§ **Task to carry out**:
Rewrite the material from the line containing "Reviewer note: confirm that every instance of the blue paddle" through the end, changing "pixel coordinates" to "image coordinates" and leaving everything else as it is.

§ **Material for this task**:
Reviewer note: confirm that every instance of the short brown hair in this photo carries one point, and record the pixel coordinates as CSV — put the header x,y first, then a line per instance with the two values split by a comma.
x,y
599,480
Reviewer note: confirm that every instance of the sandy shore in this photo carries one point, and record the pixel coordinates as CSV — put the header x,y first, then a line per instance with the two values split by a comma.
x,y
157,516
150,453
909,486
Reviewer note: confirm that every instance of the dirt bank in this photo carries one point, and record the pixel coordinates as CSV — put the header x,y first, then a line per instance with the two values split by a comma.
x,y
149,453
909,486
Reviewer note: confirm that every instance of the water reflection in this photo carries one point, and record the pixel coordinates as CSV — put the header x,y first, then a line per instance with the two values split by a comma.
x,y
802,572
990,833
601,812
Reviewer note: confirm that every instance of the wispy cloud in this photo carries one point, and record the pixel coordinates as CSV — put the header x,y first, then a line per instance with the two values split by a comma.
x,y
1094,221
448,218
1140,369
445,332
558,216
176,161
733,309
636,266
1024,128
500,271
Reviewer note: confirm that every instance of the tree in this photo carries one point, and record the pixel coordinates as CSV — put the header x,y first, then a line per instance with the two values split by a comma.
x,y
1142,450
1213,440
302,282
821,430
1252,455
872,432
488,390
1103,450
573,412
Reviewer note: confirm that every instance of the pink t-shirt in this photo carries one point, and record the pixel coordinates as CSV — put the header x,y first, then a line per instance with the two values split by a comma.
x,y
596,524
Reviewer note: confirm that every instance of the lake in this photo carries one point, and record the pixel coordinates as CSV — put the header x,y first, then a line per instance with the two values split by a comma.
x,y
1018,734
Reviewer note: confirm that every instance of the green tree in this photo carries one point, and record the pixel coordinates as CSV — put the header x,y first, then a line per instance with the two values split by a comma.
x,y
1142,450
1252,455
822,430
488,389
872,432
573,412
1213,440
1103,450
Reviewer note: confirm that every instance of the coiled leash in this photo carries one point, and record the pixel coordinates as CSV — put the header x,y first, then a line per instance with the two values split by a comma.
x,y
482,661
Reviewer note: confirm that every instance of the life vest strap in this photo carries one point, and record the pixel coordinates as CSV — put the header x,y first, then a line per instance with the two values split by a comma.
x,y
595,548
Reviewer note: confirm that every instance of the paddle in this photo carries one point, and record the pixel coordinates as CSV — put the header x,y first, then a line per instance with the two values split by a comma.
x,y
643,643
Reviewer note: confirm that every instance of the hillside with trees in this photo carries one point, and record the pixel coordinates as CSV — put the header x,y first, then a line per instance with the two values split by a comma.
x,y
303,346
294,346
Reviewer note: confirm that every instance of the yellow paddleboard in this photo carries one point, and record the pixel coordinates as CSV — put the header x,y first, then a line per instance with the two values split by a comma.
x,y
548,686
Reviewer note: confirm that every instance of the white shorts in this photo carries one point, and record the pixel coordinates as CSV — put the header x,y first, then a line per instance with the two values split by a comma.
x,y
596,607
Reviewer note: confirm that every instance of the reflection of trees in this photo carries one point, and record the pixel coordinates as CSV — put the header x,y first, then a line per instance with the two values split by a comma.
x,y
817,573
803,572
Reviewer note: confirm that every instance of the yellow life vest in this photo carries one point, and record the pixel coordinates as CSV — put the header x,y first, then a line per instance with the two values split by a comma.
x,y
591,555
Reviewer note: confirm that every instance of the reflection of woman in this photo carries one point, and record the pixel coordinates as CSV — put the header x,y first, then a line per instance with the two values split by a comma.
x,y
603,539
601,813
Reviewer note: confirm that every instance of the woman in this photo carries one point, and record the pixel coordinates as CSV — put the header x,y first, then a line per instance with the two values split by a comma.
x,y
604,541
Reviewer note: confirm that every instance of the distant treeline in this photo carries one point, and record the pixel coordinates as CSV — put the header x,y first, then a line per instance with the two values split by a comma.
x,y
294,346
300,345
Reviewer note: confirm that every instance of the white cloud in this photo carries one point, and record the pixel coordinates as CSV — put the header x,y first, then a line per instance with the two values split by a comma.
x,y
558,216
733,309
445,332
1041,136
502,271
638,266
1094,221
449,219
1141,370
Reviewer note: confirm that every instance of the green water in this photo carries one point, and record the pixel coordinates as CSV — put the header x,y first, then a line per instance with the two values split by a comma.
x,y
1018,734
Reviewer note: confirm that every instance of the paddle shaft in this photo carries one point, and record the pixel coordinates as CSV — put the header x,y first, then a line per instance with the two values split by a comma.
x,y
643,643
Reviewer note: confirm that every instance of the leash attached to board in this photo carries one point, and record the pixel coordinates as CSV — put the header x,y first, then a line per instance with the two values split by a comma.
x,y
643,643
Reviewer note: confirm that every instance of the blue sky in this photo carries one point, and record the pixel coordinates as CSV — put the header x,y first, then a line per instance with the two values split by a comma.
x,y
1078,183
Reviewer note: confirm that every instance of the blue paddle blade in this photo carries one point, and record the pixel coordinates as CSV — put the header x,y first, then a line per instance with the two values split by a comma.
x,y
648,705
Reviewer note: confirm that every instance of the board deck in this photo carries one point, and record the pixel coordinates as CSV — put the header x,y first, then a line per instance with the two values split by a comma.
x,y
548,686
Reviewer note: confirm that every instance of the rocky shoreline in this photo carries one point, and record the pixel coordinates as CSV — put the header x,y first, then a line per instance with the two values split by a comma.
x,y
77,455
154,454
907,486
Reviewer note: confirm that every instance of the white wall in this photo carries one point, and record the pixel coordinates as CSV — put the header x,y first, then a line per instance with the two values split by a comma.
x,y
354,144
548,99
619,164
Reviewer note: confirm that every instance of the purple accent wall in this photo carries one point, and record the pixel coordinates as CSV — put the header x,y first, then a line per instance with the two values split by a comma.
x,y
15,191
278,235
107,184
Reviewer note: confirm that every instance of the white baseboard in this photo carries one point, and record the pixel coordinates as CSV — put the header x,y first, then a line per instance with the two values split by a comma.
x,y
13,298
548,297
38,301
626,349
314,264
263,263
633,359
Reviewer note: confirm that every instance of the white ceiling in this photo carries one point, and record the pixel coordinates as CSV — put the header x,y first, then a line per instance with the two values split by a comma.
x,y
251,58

§ **Reply to the task**:
Reviewer note: confirm that every instance of the blue paddle blade in this photo carries one point, and record the image coordinates as CSV — put the header x,y first, then a line per instance with the two values split by a comma.
x,y
648,705
Reviewer note: confirm that every instance of the board deck in this photo carries one point, and record the image coordinates as CSV — put the header x,y first, then a line per instance with the two values split by a comma.
x,y
548,686
Reviewer note: confirm that every instance of the rocky shoreline in this photo carries one point, and record the image coordinates as CSV — put the header x,y first, then a line per instance with the two values split by a comma.
x,y
77,455
154,454
907,486
Reviewer note: confirm that every instance of the white wall in this photo carries one point, and record the image coordinates as CSV — put the header x,y first, then a line per instance with the two values split by a comma.
x,y
354,144
548,99
619,164
Reviewer note: confirm that every instance of the purple accent wall in this photo carries one point, and record the image coordinates as CSV — put the header x,y first, then a line per instance with the two values split by a comma.
x,y
15,191
278,235
107,184
Reviewer note: confirm that every instance of the white baseboard in this photo carries one point, and record the image coordinates as CSV — put the header x,y first, then a line per instance with the two values split by a comma.
x,y
13,298
548,297
38,301
626,349
314,264
263,263
633,359
Reviewer note: confirm that every instance of the white ceiling in this photo carries one point, and record the image coordinates as CSV — put the header x,y first, then a line per instance with the two values split by a comma.
x,y
251,58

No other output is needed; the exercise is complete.